Frische Lebensmittel zum Wunschtermin nach Hause bestellen, die Liebe des Lebens finden, das Auto oder Luxusfahrzeuge ersteigern: Gefühlt lässt sich alles digital ordern. Eine der ganz wenigen Ausnahmen sind Immobilien. Die gesetzlichen Rahmenbedingungen sind ein Grund, die Trägheit der Branche ein anderer. Dass sich „Immobilienshopping” im Web erfolgreich umsetzen lässt, haben Pilotprojekte gezeigt.
Immobilienshopping im Web
Seit 2009 erlebt die Immobilienbranche einen wahren Boom: Getrieben von den fallenden Zinsen suchen Investoren händeringend nach Anlagemöglichkeiten mit langfristiger Rendite. Auch für Eigennutzer ist der Kauf von Wohneigentum eine äußerst attraktive Alternative zum Mieterdasein.
Mit der zu erwartenden Abkühlung des wirtschaftlichen Klimas und steigenden Zinsen wird der Druck zur Innovation in diesem Sektor deutlich spürbar werden. Start-ups stellen bereits innovative digitale Lösungen für diesen Milliardenmarkt zur Verfügung. Die Angebote beschränken sich aktuell allerdings fast ausschließlich auf die Herstellung selbst, den Handel mit Baumaterialien, auf die Verwaltung oder die Vermietung der Immobilien. An den logischen nächsten Schritt, nämlich den kostenintensiven Vertrieb vollumfänglich zu digitalisieren, wagt sich bislang kein Anbieter.
Großer Hebel bei der Reduzierung der Vertriebskosten
Dabei ist das Potenzial enorm: Branchenübliche Vertriebskosten liegen – in Abhängigkeit vom angebotenen Objekt – bei 5 bis 7 Prozent des Verkaufspreises. Eine nur teilweise Senkung dieses enormen Kostenblocks ist somit entsprechend attraktiv. Die zu erwartenden Einspareffekte durch eine vollständige Digitalisierung der Vertriebsprozesse sind vor allem bei großvolumigen Bauprojekten beachtlich.

» DATENSÄTZE
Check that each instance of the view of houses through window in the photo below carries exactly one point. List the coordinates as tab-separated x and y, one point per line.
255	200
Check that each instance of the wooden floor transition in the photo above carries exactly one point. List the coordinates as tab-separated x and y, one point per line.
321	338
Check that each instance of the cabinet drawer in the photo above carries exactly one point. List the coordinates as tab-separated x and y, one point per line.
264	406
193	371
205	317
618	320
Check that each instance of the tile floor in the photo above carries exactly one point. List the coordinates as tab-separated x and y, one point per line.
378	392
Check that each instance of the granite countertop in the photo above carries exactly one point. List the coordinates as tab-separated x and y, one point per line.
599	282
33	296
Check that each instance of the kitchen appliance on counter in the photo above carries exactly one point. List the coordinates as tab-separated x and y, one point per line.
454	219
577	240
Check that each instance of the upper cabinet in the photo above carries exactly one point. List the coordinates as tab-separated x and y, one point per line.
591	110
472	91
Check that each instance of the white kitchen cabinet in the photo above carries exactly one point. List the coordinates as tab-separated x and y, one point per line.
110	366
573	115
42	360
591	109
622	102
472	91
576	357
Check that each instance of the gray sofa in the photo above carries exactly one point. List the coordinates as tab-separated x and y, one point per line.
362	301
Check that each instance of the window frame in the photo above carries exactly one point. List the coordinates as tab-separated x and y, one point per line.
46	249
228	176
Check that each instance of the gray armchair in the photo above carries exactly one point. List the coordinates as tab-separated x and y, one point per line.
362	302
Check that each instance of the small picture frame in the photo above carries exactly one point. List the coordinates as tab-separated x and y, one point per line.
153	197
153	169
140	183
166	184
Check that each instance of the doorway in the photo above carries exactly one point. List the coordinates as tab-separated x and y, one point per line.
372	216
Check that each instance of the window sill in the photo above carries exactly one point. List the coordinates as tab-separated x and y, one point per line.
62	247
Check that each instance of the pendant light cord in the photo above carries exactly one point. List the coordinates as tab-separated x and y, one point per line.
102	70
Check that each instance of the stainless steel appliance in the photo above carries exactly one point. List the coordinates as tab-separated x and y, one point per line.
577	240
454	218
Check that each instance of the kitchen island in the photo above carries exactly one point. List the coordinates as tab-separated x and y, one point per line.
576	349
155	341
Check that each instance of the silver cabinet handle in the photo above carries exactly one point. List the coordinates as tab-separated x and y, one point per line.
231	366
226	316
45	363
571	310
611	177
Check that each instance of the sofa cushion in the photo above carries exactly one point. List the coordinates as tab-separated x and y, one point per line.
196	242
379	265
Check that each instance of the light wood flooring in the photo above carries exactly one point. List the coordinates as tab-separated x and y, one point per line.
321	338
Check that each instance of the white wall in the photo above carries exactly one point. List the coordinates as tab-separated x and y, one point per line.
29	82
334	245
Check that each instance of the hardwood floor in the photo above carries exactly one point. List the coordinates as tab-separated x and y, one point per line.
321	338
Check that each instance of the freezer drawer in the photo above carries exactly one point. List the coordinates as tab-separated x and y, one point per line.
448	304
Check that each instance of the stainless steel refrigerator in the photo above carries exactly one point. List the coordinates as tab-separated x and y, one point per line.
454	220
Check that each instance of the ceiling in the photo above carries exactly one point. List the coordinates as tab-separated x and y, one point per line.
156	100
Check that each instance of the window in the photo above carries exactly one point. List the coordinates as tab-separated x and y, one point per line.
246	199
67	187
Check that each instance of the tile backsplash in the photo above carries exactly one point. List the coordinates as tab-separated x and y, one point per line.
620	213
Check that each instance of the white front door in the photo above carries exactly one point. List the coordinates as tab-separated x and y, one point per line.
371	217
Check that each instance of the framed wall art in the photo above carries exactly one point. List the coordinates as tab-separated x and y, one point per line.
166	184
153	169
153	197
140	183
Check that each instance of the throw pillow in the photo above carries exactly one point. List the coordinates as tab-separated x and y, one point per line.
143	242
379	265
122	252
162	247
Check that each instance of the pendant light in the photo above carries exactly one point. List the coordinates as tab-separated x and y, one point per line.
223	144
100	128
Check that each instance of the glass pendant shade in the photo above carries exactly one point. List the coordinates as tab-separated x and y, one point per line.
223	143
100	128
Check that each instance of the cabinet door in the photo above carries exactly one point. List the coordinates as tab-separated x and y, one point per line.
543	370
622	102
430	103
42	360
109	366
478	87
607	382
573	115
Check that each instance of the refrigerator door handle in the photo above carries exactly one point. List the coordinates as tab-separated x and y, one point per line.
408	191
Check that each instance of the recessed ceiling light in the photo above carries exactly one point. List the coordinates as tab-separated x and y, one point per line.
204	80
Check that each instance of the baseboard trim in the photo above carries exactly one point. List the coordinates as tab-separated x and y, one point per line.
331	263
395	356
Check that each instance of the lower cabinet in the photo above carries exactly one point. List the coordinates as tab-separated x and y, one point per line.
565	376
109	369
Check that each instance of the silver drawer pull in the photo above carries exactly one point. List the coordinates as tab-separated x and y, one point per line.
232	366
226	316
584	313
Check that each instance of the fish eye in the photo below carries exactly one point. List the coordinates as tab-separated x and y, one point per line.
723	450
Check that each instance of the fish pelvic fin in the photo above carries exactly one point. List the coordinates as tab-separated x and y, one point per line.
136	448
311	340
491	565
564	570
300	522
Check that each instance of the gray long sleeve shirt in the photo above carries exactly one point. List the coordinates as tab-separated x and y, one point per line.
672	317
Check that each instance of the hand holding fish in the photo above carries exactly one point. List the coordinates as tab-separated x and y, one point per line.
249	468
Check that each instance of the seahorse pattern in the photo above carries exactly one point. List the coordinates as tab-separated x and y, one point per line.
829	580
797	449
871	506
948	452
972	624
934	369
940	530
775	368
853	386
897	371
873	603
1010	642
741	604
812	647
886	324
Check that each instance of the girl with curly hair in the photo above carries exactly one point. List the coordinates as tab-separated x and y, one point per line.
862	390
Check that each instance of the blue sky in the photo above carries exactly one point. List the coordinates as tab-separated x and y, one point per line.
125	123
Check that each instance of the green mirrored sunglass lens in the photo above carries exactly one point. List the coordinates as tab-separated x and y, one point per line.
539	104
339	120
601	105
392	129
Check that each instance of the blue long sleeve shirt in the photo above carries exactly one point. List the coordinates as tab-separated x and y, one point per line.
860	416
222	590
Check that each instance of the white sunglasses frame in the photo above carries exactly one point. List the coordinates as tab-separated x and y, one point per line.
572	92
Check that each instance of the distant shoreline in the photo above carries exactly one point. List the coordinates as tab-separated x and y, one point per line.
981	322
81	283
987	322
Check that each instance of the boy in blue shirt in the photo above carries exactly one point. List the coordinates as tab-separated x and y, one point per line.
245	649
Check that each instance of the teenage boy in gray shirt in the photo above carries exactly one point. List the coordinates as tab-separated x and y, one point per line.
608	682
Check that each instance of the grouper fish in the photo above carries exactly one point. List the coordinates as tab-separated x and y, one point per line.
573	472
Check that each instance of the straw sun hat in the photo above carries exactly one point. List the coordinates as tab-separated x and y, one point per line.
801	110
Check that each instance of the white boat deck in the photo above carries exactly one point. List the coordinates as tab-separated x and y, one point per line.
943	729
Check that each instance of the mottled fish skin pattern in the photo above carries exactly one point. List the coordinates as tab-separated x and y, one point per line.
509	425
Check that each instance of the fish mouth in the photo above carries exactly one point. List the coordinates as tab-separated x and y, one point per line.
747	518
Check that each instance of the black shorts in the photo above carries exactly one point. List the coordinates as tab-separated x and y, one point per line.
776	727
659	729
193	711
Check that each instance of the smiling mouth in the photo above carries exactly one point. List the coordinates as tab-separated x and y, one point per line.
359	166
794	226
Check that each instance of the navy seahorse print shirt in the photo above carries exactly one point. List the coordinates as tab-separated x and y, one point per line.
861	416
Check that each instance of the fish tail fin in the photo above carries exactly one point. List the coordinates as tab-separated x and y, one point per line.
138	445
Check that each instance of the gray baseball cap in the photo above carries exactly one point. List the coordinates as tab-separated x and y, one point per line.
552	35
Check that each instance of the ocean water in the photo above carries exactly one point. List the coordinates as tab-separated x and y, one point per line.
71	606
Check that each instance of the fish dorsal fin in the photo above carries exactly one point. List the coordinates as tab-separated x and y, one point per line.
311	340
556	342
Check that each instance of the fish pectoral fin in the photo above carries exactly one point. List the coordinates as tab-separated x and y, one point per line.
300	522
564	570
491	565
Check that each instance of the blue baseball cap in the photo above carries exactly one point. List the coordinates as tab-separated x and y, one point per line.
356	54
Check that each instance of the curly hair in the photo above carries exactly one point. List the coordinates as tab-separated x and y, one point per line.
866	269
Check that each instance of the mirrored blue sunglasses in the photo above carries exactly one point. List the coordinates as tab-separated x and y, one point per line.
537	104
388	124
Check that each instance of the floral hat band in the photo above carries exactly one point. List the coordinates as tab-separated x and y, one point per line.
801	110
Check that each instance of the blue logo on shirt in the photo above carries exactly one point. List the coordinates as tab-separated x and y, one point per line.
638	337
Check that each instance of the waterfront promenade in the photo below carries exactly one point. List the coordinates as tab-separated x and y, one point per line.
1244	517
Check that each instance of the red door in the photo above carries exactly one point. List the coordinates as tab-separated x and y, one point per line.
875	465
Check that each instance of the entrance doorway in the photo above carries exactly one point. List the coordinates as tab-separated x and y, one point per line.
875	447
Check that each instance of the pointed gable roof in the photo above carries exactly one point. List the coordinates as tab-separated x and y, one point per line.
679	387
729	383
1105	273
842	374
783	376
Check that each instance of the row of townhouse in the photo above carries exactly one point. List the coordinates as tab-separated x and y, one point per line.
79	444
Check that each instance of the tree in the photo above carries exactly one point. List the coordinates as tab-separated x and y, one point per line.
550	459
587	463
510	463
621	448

» ÜBUNGSAUFGABEN
[A] Zeige jede Zeile der Datensätze, in der das Wort „shoreline“ vorkommt.
[B] Setze den Text über die Digitalisierung des Immobilienvertriebs nach seinem letzten Satz fort.

» LÖSUNGEN
[A]
Check that each instance of the distant shoreline in the photo above carries exactly one point. List the coordinates as tab-separated x and y, one point per line.

[B]
Ideal geeignet für eine vollständige Digitalisierung der Customer Journey sind vor allem Immobilienobjekte als Kapitalanlage mit vergleichsweise überschaubaren Investitionsvolumen. Ein Aspekt ist hier entscheidend: Die emotionale Komponente spielt beim Kauf des Objekts – anders als bei der Eigennutzung – eine eher untergeordnete Rolle. Klassische Beispiele hierfür sind Mikroapartments in Pflegeeinrichtungen oder in Studentenwohnheimen. Die Parameter für die Entscheidung sind vorwiegend rationaler Natur. Staatliche Unterstützungen in Form von zinsvergünstigten Krediten, Tilgungszuschüssen und steuerlichen Abschreibungsmöglichkeiten erhöhen die Kalkulierbarkeit und rücken diese Art des Immobilieninvestments in die Nähe klassischer Kapitalanlagen. Die Bereitschaft, die Customer Journey bis zur verbindlichen Notariatsbeauftragung rein digital zu durchlaufen, nimmt dadurch zu.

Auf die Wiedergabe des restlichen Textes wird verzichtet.